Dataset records

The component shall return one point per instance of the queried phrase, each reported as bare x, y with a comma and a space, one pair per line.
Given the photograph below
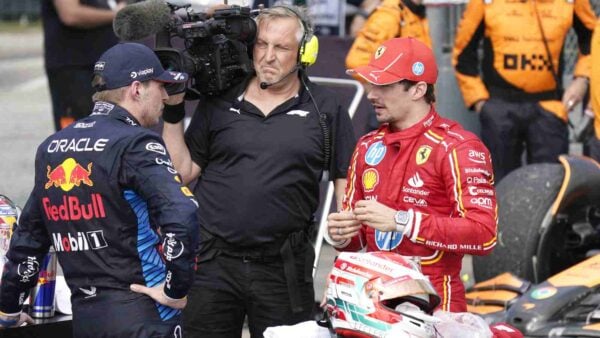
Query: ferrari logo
423, 154
379, 52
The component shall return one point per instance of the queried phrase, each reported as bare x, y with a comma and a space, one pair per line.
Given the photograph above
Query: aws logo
68, 175
370, 179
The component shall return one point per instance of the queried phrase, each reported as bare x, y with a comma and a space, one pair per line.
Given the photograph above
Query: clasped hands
343, 225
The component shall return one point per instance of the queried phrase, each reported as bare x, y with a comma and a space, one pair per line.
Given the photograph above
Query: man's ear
134, 90
420, 89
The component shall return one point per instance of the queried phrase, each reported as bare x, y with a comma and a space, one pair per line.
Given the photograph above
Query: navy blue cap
126, 62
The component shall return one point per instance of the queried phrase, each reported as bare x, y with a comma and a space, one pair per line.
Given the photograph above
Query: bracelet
174, 113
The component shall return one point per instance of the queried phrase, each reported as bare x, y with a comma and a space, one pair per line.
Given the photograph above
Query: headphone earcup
309, 51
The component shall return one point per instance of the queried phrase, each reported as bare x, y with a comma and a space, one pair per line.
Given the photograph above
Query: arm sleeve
352, 195
464, 56
471, 228
584, 20
171, 206
382, 25
28, 246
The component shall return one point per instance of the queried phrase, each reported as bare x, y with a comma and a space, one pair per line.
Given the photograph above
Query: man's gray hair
279, 11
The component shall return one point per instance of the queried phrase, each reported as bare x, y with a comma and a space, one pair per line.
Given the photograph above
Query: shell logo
370, 179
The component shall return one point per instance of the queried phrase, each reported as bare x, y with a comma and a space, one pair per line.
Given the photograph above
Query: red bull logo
69, 174
72, 209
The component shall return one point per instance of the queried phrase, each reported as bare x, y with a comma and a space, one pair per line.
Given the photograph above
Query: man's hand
342, 226
574, 94
157, 293
17, 320
375, 215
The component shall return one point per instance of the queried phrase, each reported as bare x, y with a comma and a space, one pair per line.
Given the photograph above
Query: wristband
174, 113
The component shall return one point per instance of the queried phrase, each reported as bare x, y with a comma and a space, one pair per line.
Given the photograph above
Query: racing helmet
380, 294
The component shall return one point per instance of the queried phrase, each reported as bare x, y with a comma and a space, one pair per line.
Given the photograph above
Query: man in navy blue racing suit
103, 188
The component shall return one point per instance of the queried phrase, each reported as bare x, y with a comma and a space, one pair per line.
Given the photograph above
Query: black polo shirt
71, 46
260, 175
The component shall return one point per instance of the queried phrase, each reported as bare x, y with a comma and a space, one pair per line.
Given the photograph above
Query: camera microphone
141, 20
264, 85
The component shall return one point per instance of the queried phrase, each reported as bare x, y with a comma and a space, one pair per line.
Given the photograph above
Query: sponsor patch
301, 113
477, 156
79, 241
69, 174
379, 52
99, 66
423, 154
81, 145
156, 147
172, 248
73, 209
84, 125
375, 153
102, 108
418, 68
28, 268
416, 181
475, 191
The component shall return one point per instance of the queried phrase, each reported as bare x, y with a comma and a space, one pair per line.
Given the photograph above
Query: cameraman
260, 148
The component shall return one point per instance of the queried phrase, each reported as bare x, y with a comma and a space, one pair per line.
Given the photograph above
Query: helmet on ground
380, 294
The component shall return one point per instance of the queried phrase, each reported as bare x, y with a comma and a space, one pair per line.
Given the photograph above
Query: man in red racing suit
420, 185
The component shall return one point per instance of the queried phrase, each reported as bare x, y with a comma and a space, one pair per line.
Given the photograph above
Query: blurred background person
76, 33
519, 94
594, 141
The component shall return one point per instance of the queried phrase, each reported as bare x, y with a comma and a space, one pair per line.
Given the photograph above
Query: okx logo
69, 174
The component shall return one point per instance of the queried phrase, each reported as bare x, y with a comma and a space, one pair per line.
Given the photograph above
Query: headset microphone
265, 85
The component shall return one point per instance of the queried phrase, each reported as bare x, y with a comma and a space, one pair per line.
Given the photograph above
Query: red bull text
41, 300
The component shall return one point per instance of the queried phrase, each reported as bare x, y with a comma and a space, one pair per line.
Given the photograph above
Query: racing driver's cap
399, 59
126, 62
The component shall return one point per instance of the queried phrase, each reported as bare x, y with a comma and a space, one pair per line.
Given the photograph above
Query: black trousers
71, 93
509, 128
229, 288
122, 313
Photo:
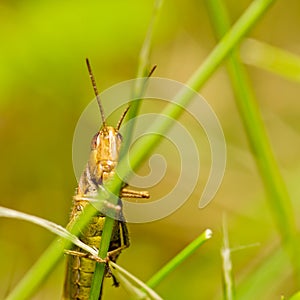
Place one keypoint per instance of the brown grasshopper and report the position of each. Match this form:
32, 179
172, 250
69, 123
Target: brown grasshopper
104, 155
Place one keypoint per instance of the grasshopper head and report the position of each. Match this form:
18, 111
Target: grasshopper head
106, 144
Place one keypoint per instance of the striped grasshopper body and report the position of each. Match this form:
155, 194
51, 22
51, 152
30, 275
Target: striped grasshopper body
104, 155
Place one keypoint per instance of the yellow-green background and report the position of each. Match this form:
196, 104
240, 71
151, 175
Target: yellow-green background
44, 88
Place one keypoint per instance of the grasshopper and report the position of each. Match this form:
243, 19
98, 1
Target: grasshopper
104, 155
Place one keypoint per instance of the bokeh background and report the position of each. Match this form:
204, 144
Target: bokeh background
44, 87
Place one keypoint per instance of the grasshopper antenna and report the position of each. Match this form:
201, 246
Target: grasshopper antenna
127, 108
96, 91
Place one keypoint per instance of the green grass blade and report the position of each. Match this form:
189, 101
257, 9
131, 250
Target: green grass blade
258, 283
179, 258
53, 254
228, 283
134, 107
279, 200
132, 284
271, 59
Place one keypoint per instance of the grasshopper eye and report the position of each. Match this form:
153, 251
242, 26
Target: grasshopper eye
94, 141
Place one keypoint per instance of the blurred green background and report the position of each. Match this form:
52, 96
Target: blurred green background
44, 87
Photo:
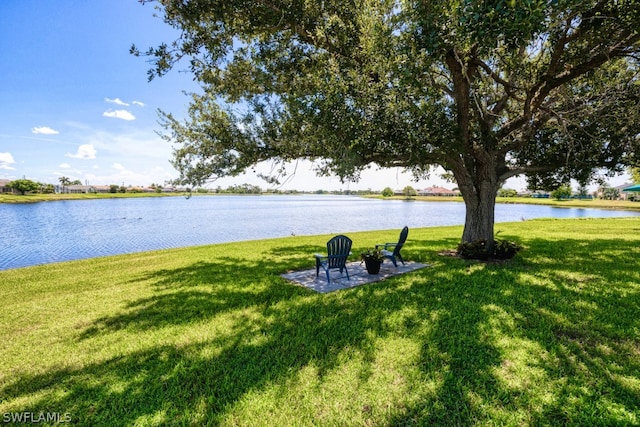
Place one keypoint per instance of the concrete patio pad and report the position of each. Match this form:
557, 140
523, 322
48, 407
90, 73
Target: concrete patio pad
357, 274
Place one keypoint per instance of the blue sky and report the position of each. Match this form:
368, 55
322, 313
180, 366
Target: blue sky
75, 103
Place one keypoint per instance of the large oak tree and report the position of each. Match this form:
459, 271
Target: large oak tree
487, 90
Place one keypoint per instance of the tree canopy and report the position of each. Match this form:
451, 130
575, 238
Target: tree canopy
487, 90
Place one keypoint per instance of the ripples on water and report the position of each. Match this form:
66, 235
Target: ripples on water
65, 230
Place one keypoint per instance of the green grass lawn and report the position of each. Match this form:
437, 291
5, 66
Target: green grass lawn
213, 335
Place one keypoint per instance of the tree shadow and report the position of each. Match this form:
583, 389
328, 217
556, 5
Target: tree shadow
457, 312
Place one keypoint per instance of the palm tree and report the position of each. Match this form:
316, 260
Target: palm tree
64, 181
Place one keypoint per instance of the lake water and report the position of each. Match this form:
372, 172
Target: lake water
58, 231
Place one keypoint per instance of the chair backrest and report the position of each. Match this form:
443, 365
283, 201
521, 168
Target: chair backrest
338, 250
403, 238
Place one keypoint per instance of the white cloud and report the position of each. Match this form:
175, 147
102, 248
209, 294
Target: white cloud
85, 151
119, 114
44, 130
116, 101
6, 160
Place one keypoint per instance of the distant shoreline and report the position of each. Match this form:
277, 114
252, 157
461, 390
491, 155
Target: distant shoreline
572, 203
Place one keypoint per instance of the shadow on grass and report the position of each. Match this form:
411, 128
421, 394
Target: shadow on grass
486, 334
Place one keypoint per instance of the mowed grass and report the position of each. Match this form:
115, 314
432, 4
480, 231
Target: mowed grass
214, 336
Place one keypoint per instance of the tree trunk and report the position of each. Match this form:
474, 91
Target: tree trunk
479, 194
480, 214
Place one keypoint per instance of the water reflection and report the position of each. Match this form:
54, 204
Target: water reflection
58, 231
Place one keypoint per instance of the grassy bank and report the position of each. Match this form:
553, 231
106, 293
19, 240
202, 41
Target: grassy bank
212, 335
573, 203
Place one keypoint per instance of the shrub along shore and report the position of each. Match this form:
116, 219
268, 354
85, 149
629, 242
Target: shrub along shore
213, 335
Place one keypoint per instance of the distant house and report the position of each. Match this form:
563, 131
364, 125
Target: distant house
100, 189
76, 189
438, 191
4, 186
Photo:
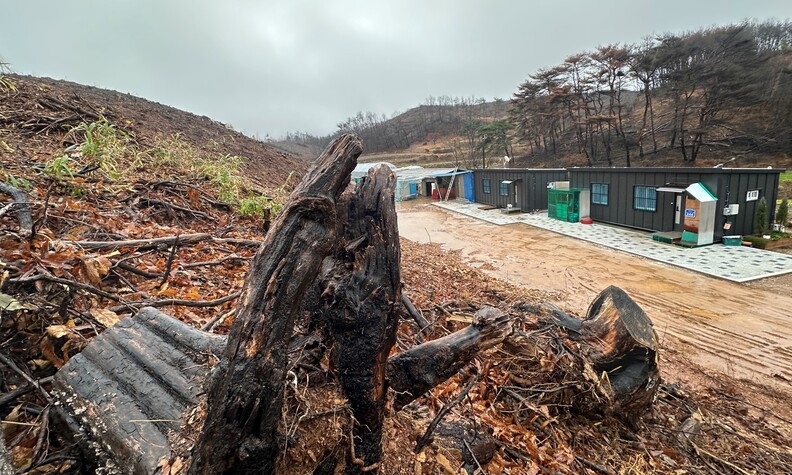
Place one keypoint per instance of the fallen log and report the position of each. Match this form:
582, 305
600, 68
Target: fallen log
122, 395
419, 369
21, 207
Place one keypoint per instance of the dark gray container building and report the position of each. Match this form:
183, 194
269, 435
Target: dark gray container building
654, 198
523, 188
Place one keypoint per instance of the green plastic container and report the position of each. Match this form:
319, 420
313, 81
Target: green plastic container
732, 240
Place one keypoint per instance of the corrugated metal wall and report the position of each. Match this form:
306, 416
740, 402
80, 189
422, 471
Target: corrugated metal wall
730, 186
531, 186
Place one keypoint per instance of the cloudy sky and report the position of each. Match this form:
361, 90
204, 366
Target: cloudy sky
268, 67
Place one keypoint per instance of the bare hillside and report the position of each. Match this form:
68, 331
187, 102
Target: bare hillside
43, 110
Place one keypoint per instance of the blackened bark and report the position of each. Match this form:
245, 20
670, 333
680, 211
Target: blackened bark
22, 208
362, 295
619, 341
419, 369
245, 398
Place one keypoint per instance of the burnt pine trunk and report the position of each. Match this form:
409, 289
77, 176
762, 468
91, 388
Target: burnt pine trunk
362, 304
246, 395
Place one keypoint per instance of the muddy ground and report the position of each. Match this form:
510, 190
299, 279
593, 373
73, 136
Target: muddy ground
736, 329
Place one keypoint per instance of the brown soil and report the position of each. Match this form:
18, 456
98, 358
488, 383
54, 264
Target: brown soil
738, 330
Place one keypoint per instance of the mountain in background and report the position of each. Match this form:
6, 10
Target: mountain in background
720, 94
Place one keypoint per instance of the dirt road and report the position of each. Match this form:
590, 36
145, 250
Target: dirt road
742, 331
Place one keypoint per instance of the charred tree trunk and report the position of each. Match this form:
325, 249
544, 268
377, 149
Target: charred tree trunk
22, 208
245, 397
362, 305
619, 348
419, 369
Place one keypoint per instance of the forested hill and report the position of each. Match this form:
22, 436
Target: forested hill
673, 99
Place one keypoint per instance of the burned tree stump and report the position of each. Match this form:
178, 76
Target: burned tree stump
245, 399
333, 253
362, 301
618, 339
617, 347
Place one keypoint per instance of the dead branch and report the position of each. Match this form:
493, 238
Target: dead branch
175, 302
215, 262
130, 268
144, 243
22, 208
416, 314
447, 407
169, 264
415, 371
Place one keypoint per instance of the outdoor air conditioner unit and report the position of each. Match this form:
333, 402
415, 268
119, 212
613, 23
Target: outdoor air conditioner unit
731, 210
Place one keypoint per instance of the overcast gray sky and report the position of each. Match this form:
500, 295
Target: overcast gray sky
269, 67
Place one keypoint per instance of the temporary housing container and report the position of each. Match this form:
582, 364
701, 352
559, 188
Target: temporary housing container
659, 199
523, 188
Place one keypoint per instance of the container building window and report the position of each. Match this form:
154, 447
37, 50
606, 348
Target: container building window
645, 198
599, 193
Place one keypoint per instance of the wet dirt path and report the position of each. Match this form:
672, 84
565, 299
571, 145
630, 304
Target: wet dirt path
741, 331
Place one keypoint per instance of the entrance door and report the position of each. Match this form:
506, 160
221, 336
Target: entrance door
679, 212
517, 202
468, 185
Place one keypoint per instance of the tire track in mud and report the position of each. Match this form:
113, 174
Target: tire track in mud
738, 330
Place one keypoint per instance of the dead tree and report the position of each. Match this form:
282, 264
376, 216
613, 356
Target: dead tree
246, 396
362, 303
333, 252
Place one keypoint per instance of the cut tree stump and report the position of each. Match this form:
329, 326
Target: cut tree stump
130, 386
619, 341
362, 302
618, 347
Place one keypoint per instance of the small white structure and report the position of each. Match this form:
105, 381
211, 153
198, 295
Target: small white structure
700, 212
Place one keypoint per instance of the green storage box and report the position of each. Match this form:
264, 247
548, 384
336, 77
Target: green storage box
732, 240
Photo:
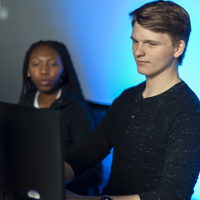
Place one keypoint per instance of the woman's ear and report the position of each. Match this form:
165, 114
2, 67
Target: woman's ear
179, 48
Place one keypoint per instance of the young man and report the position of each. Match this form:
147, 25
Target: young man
153, 127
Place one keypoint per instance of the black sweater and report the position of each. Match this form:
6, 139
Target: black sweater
156, 144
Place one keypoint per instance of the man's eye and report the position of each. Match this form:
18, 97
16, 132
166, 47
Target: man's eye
35, 64
152, 44
54, 64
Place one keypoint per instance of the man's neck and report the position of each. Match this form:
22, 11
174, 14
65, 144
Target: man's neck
156, 86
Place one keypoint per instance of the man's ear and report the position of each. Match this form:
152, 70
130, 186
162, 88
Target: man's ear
179, 48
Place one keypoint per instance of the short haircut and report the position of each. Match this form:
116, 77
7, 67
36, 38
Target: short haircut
165, 17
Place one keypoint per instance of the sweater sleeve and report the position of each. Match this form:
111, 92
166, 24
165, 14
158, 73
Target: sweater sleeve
182, 161
94, 148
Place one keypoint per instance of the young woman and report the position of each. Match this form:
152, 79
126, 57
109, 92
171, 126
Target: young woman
49, 81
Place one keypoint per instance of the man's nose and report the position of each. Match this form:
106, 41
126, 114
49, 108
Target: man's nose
139, 50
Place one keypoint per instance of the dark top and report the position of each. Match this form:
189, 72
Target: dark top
78, 122
156, 144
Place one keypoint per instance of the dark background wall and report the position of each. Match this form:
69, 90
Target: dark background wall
97, 34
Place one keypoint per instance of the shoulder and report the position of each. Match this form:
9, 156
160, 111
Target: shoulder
28, 98
185, 97
131, 93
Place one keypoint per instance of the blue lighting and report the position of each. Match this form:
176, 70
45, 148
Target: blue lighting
97, 34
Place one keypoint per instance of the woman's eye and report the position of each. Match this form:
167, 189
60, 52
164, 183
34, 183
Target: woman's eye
54, 64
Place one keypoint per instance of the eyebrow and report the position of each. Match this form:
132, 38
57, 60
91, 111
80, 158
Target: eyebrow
146, 41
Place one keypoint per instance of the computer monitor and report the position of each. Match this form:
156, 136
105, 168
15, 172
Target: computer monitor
31, 160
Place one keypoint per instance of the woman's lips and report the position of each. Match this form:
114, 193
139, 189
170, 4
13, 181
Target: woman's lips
44, 82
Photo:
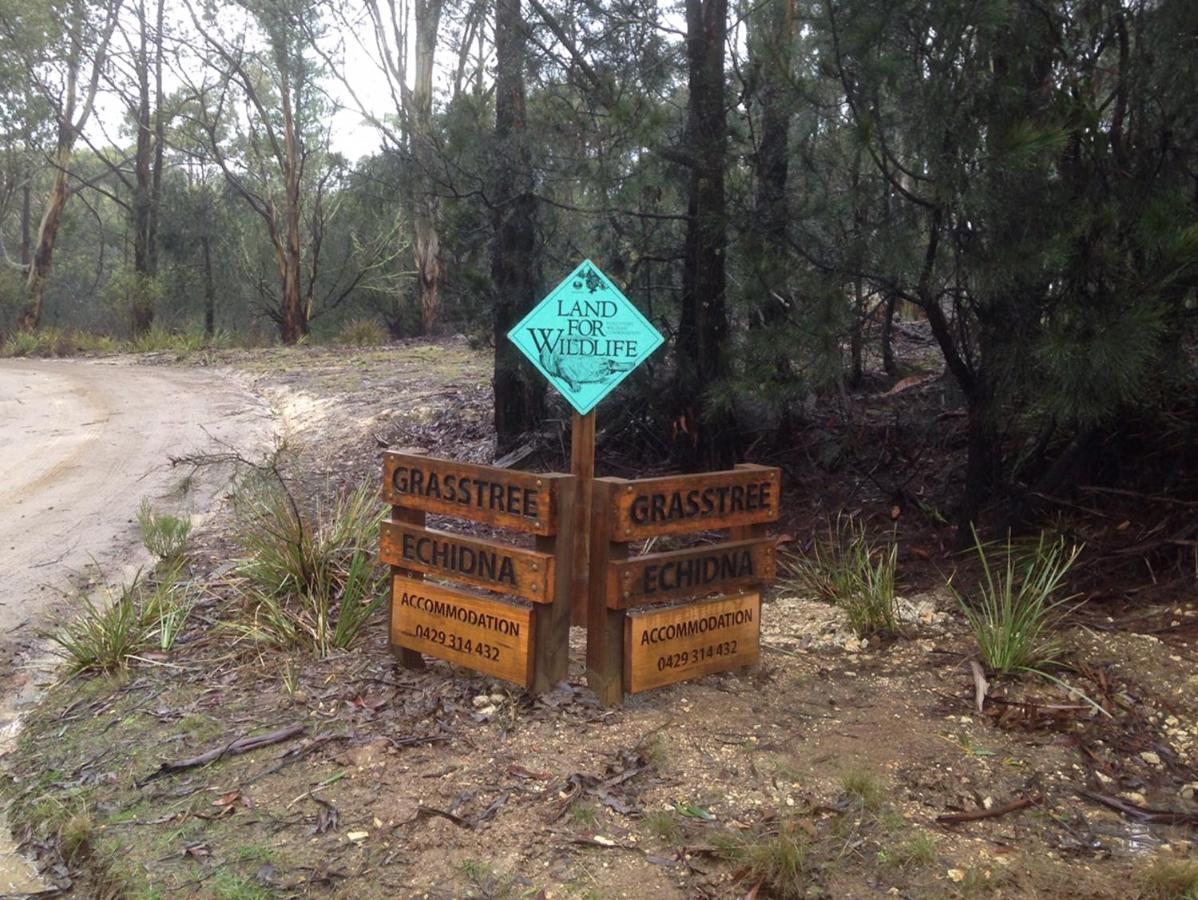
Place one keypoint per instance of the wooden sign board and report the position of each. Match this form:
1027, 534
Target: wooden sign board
497, 496
484, 563
479, 633
683, 642
697, 571
745, 495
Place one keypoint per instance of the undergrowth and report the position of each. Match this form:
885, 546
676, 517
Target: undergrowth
164, 536
846, 568
312, 578
107, 632
1015, 608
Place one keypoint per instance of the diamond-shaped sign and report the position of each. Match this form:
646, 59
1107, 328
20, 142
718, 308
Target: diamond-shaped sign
585, 337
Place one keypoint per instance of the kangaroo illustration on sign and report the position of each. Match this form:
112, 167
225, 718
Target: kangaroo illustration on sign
579, 370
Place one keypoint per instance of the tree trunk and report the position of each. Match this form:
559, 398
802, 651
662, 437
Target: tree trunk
143, 299
519, 391
888, 325
705, 438
427, 245
295, 315
210, 294
47, 233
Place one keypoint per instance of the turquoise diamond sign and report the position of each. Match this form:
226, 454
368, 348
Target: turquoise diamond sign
585, 337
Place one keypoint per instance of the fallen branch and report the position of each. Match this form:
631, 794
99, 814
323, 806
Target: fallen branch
1143, 814
992, 813
242, 744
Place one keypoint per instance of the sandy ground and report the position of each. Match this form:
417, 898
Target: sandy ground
82, 442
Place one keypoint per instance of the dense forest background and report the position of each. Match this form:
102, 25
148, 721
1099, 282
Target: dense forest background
778, 185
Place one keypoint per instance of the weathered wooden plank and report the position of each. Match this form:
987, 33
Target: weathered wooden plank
406, 657
477, 632
484, 563
683, 642
739, 496
605, 627
551, 626
497, 496
694, 572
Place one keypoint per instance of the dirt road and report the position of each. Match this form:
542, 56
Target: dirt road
80, 445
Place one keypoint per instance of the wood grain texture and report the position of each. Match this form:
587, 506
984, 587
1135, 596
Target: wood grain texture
745, 495
684, 642
695, 572
476, 632
524, 501
605, 627
484, 563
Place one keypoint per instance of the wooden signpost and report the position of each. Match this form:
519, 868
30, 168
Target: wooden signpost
655, 646
513, 618
497, 635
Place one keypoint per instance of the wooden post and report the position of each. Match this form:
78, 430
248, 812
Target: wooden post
582, 467
551, 622
605, 627
406, 657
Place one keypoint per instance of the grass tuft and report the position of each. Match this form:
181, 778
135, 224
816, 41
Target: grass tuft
164, 536
864, 789
845, 568
1015, 610
778, 861
362, 332
313, 580
104, 635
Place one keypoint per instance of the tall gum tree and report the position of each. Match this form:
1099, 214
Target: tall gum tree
65, 71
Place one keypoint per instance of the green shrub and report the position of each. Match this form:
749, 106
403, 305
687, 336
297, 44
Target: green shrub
164, 536
1015, 609
362, 332
313, 580
779, 861
847, 569
103, 636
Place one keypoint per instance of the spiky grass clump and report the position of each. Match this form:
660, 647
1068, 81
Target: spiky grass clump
107, 633
164, 536
362, 332
313, 580
845, 568
1016, 608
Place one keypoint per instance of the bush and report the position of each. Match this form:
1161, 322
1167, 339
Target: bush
362, 332
164, 536
778, 861
1015, 611
313, 579
847, 569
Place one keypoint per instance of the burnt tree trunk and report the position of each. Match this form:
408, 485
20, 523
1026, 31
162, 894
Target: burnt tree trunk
705, 436
519, 392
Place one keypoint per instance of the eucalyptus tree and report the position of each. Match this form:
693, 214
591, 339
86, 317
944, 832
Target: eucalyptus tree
61, 49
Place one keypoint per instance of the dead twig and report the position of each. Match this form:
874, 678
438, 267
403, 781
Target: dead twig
242, 744
1143, 814
992, 813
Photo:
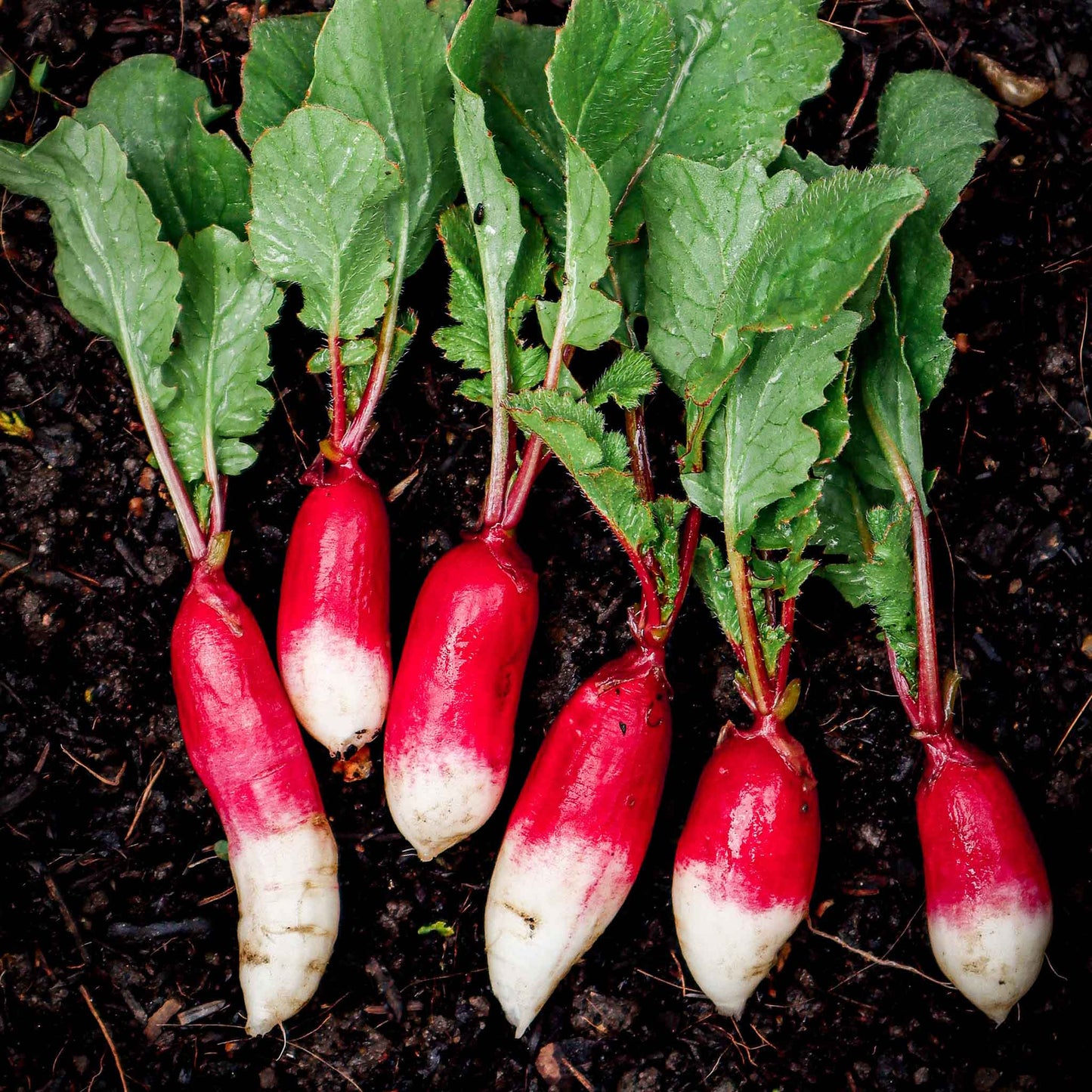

▸ Aim of the exercise
What is needed is an exact restatement of the lines from the line with "Place one keypoint per instance of the spiky" through the final line of the data, pictures excluded.

▸ Result of the task
Place one keypoint per instance of the spiky grass clump and report the position of each. Match this form:
660, 647
1068, 81
Target: spiky grass clump
107, 633
164, 536
362, 332
313, 580
845, 568
1016, 608
Place one keypoint per instance of the bush and report the position of each. Match this form:
1161, 322
1167, 339
Target: bush
362, 332
164, 536
778, 861
1015, 611
313, 579
847, 569
Place one keypoint per instance of the burnt tree trunk and report the position of each. Match this form:
408, 485
20, 523
1026, 31
162, 894
Target: burnt tree trunk
705, 436
519, 392
Place one keypoint per instance of the eucalyptus tree and report the position of each. Match this form:
693, 214
591, 339
86, 317
944, 832
Target: eucalyptus tree
61, 49
Place one keypoint per instance of the dead twig and report the position of each. Match this form:
874, 678
438, 267
403, 781
Target: dead twig
242, 744
1143, 814
992, 813
Photo:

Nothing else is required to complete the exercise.